TEXT EXCERPT:
An interesting glimpse into the higher levels of society. Well done.

Heh, the verification word is "metatime." Got a chuckle from that.

Mean Mr Mustard said...

I've been following since Chapter 1- as a long-time Archdruid Report lurker. I'd like to re-read and share this story as a complete book one day. Or, better, being a 20th Century sort, as a film - or movie, as you say over there... Shock therapy for the techno-triumphal Peak Oil and AGW deniers! (If only the capital could be raised these days...) Not sufficiently Hollywood, I guess, and like much else, neither the DVD player, nor disc, would endure four hundred years hence.

Maybe distant storytellers will develop this - an inevitably flawed vision from the distant past. The only quibble I do have is that any computer or printer in the depths of Star's Reach still works then. My laptops don't even last two years...

John Michael Greer said...

Farfetched, thank you!

Mustard, glad you're enjoying it. I'd like to see it published in book form, for that matter -- that would give me a chance to do some editing of the earlier sections, when Trey's voice hadn't quite established itself yet. As for the computer gear, your laptop is meant to fall apart -- look up the phrase "planned obsolescence" someday. The Star's Reach computers were built to last, with quintuple redundancy structured in.

Degringolade said...

John Michael:

I appreciate this greatly. Thank you

Ryan said...

I, also, would like to read this story as a book some day. Must admit, I wish the chapters came quicker, but it is always a treat to see a new one posted. Many thanks!

Kieran O'Neill said...

Some interesting thoughts have occurred to me, since reading this:

1. Do we ever find out why Trey's mother never made it into Circle? She had him, at least...

2. What proportion of people have mothers who are outside Circle, and how does this change the family unit?

And some tricky ones, after reading the Science chapter from Ecotechnic Future:

3. What about fertility testing technologies? Surely if the Circle had so much invested in training women to enter, they would want some means of testing them for fertility around early puberty (blood and urine assays, say) or earlier still (genetic testing). I would guess they would likely want to test men for fertility too (sperm counts / egg penetration tests).

A lot of those tests can be performed with quite minimal technology - just a few reagents, glass vials, a microscope and the right prior knowledge.

Genetic testing in the future is maybe less certain, being somewhat more dependent on higher technology. However, I am aware of substantial development in the way of cheap technology for this, as well as a few people working on low-cost, low-tech implementations of some of the key instruments (for use today in the developing world).

I could definitely see fertility in a society where it's become rare being a strong driver for both the application of prior scientific knowledge, as well as new research.

john said...

Thanks mate.

RPC said...

It'll be interesting to see how this relationship plays out. (I'm envisioning Trey getting Tam pregnant, which ironically admits her into Circle and takes her out of his reach.) More generally, there seems to be a dichotomy of sexual mores: there's at least an implicaiton that Trey's parents had a permanent monogamous relationship, whereas the last few chapters seem to show a much looser atmosphere. I would think the continued existence of sexually transmitted diseases along with the loss of effective treatments would select for a preference for monogamy. Or is everyone descended from the 1/300th of the population that's apparently immune to AIDS?

Reader said...

Is Meriga both a larger region of the old America and a smaller political entity that carries the name? I wondered because of the "largest stash of metal left in Meriga" and at the same time "if we make it back to Meriga" usage.

Enjoying the story, and the fact that it is in monthly installments.

LISTED ENTRIES:
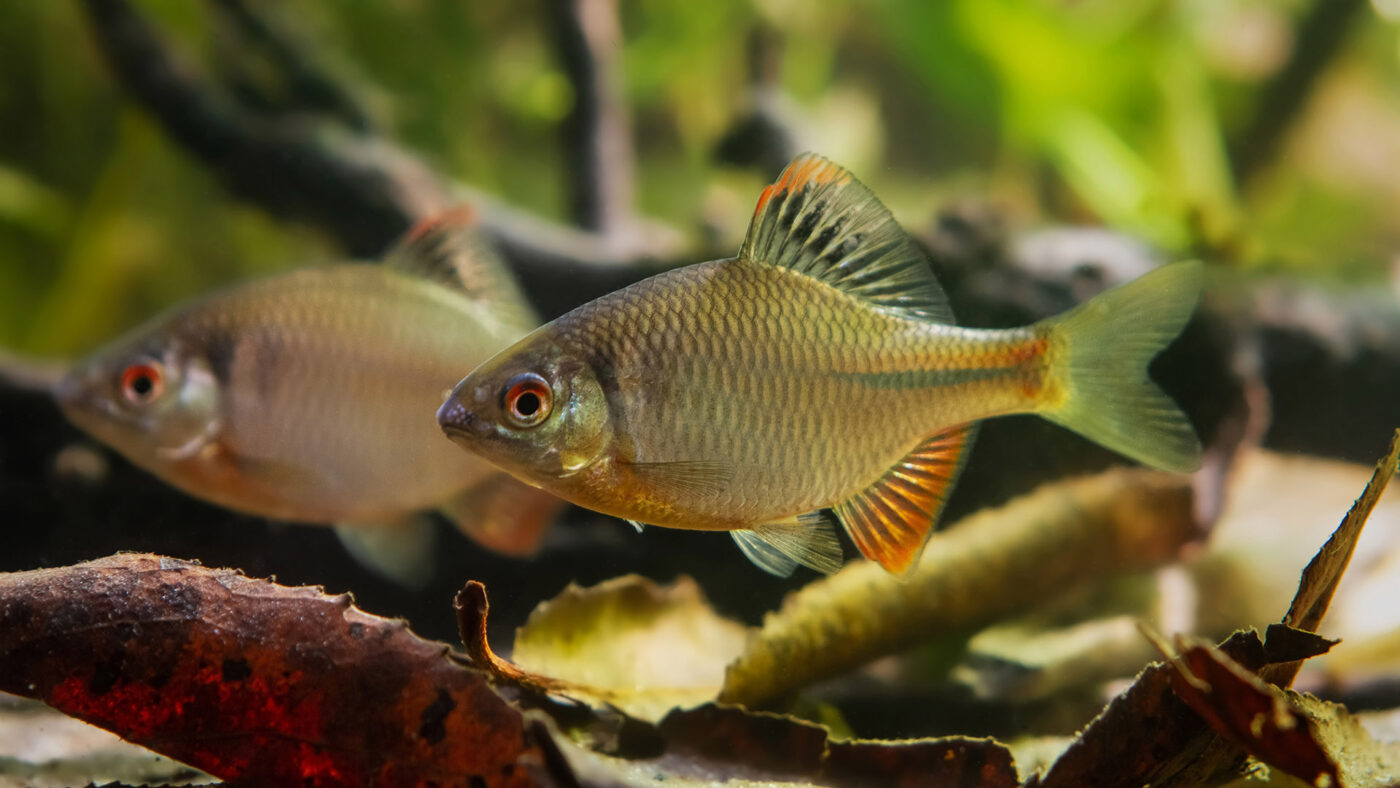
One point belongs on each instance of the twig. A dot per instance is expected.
(361, 192)
(1319, 37)
(597, 136)
(982, 568)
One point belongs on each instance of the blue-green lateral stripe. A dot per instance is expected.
(927, 378)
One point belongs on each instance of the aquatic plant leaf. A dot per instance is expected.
(653, 647)
(1250, 713)
(710, 743)
(1148, 735)
(626, 644)
(254, 682)
(982, 568)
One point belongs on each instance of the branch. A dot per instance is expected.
(977, 571)
(597, 136)
(360, 189)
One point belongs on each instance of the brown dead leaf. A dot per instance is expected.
(707, 745)
(1250, 713)
(1323, 573)
(984, 567)
(1150, 736)
(255, 682)
(625, 644)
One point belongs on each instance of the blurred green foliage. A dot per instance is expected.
(1056, 111)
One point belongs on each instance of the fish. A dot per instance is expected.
(308, 396)
(815, 380)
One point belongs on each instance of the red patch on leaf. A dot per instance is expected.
(254, 682)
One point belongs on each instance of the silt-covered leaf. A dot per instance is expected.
(648, 647)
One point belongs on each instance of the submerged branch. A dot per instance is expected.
(361, 189)
(984, 567)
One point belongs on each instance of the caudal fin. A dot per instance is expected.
(1099, 357)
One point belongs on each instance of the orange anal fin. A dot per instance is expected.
(891, 521)
(504, 515)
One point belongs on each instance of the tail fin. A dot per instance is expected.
(1101, 352)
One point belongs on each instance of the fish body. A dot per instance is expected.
(307, 396)
(818, 370)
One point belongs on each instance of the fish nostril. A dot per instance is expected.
(452, 417)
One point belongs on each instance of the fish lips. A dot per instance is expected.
(461, 423)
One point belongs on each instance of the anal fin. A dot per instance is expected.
(777, 547)
(891, 521)
(504, 514)
(399, 549)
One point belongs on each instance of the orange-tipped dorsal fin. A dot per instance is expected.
(891, 519)
(818, 220)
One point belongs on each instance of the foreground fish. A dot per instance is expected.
(308, 396)
(816, 370)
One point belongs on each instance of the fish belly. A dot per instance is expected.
(332, 392)
(807, 394)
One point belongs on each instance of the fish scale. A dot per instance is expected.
(818, 370)
(310, 395)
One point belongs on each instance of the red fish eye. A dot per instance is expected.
(143, 382)
(528, 399)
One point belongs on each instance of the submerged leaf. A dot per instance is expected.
(653, 647)
(711, 743)
(254, 682)
(984, 567)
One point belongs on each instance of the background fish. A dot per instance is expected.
(308, 396)
(816, 370)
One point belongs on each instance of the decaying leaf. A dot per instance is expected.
(1250, 713)
(653, 648)
(254, 682)
(1151, 736)
(710, 743)
(982, 568)
(1147, 735)
(625, 644)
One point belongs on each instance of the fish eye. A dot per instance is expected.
(143, 382)
(528, 399)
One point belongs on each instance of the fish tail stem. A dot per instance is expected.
(1098, 360)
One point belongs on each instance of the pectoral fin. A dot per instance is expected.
(399, 549)
(892, 519)
(504, 514)
(777, 547)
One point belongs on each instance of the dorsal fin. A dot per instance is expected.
(816, 219)
(450, 249)
(892, 519)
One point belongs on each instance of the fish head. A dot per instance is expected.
(535, 410)
(151, 398)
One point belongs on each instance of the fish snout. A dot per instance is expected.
(458, 421)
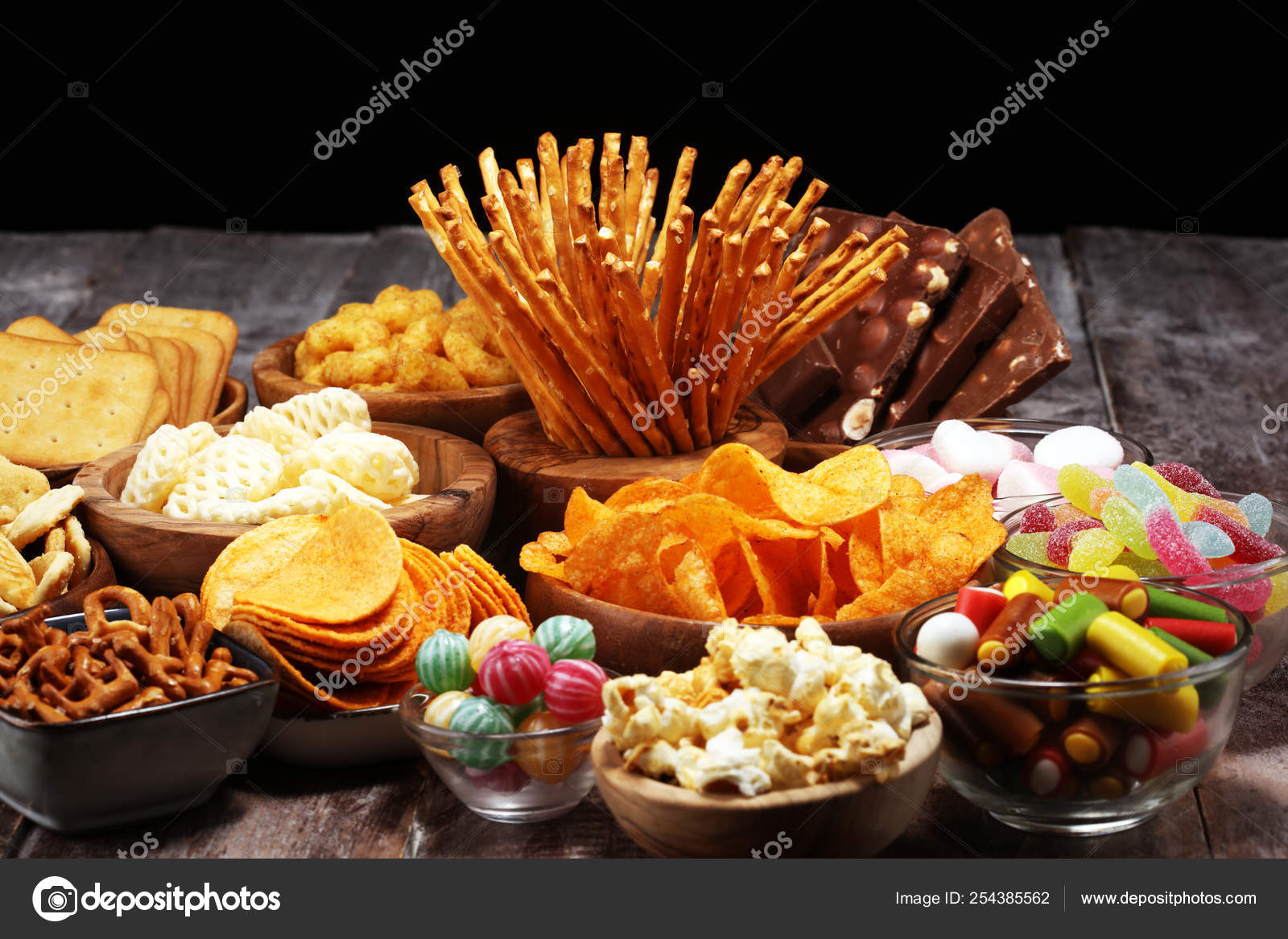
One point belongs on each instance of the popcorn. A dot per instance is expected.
(764, 713)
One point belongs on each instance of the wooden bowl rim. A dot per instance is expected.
(478, 474)
(607, 760)
(559, 587)
(263, 368)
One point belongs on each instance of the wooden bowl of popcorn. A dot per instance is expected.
(446, 501)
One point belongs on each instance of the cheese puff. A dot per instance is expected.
(427, 334)
(425, 302)
(420, 371)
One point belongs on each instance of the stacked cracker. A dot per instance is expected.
(571, 294)
(43, 548)
(339, 606)
(72, 398)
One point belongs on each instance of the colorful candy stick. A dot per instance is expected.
(1092, 739)
(1146, 754)
(979, 604)
(1009, 723)
(1165, 603)
(1214, 638)
(1159, 710)
(1131, 649)
(1027, 583)
(1062, 630)
(1047, 773)
(1009, 632)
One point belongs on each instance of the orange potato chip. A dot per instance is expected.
(345, 572)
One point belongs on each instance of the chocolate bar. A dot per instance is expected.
(875, 342)
(965, 323)
(1030, 349)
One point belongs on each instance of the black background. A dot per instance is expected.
(201, 113)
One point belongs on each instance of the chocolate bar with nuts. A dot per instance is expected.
(875, 342)
(1032, 348)
(966, 323)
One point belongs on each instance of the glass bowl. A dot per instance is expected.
(1269, 624)
(1022, 429)
(1150, 768)
(519, 777)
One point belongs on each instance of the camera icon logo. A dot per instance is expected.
(55, 900)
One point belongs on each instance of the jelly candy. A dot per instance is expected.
(1127, 525)
(1247, 546)
(1210, 540)
(1094, 549)
(513, 671)
(444, 662)
(573, 690)
(566, 636)
(1259, 512)
(1062, 540)
(1187, 478)
(1077, 482)
(481, 716)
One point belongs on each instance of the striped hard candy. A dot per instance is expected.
(566, 636)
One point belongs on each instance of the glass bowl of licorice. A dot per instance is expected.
(1067, 709)
(1257, 587)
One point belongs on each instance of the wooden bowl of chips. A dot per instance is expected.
(165, 555)
(468, 413)
(634, 640)
(854, 818)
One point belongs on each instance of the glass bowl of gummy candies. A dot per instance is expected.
(506, 716)
(1019, 458)
(1077, 705)
(1170, 527)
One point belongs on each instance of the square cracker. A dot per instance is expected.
(89, 413)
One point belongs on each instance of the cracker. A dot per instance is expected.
(58, 411)
(43, 514)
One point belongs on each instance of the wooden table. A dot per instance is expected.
(1178, 340)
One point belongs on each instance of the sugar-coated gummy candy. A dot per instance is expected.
(481, 716)
(514, 671)
(444, 662)
(1259, 512)
(1187, 478)
(1210, 540)
(1171, 545)
(1127, 525)
(493, 630)
(1032, 546)
(1094, 549)
(1038, 518)
(1084, 443)
(1247, 546)
(1062, 538)
(1140, 490)
(566, 636)
(1075, 484)
(573, 690)
(948, 639)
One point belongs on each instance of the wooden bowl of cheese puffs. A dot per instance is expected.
(412, 361)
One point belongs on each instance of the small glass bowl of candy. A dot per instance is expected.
(1017, 476)
(1260, 589)
(506, 777)
(1079, 746)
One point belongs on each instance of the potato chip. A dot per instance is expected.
(345, 572)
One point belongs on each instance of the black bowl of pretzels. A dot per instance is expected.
(130, 710)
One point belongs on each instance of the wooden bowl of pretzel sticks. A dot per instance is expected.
(631, 344)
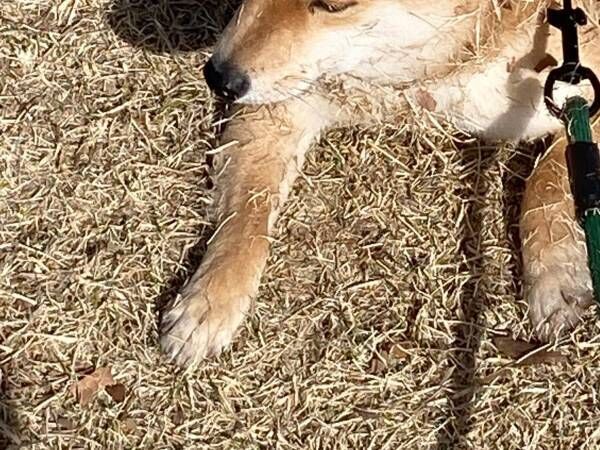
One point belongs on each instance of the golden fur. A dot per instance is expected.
(478, 64)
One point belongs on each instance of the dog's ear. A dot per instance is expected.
(331, 6)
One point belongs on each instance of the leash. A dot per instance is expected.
(582, 154)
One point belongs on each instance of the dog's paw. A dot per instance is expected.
(557, 301)
(197, 326)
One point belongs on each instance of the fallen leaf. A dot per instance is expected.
(116, 391)
(129, 425)
(516, 349)
(398, 353)
(377, 366)
(85, 389)
(425, 100)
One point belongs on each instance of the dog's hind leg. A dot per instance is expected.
(557, 280)
(262, 154)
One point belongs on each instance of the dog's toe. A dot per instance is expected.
(557, 302)
(195, 328)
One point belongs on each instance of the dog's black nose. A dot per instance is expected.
(226, 80)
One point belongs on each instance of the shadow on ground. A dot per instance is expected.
(468, 333)
(170, 26)
(175, 26)
(8, 421)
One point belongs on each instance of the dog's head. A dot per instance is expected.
(276, 49)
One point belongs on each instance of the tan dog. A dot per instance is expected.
(299, 67)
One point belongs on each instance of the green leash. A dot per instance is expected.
(583, 161)
(582, 154)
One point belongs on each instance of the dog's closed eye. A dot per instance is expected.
(331, 6)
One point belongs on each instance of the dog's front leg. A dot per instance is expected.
(557, 279)
(263, 151)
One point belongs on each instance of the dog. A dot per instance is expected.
(295, 68)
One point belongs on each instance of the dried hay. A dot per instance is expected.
(396, 264)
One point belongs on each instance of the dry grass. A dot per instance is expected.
(396, 263)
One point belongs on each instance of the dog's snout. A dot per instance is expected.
(226, 80)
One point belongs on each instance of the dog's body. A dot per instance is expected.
(301, 67)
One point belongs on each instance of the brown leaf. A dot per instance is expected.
(516, 349)
(116, 391)
(377, 366)
(398, 353)
(425, 100)
(89, 385)
(129, 425)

PROBLEMS AND TASKS:
1. Summarize the comment thread above in two sentences.
2. Answer these questions from the comment thread above:
(a) What was the verification word mentioned in the first comment?
(b) What phrase does John Michael Greer tell Mustard to look up?
(c) What fraction of the population does RPC say is apparently immune to AIDS?

ANSWERS FOR THE EXERCISE:
1. Commenters praise the story, several hope to read it as a book, and John Michael Greer says he would like to see it published in book form and that the Star's Reach computers were built to last with quintuple redundancy. Other commenters raise questions about why Trey's mother never made it into Circle, fertility testing, sexual mores amid sexually transmitted diseases, and whether Meriga names both a larger region and a smaller political entity.

2.
(a) "metatime"
(b) "planned obsolescence"
(c) 1/300th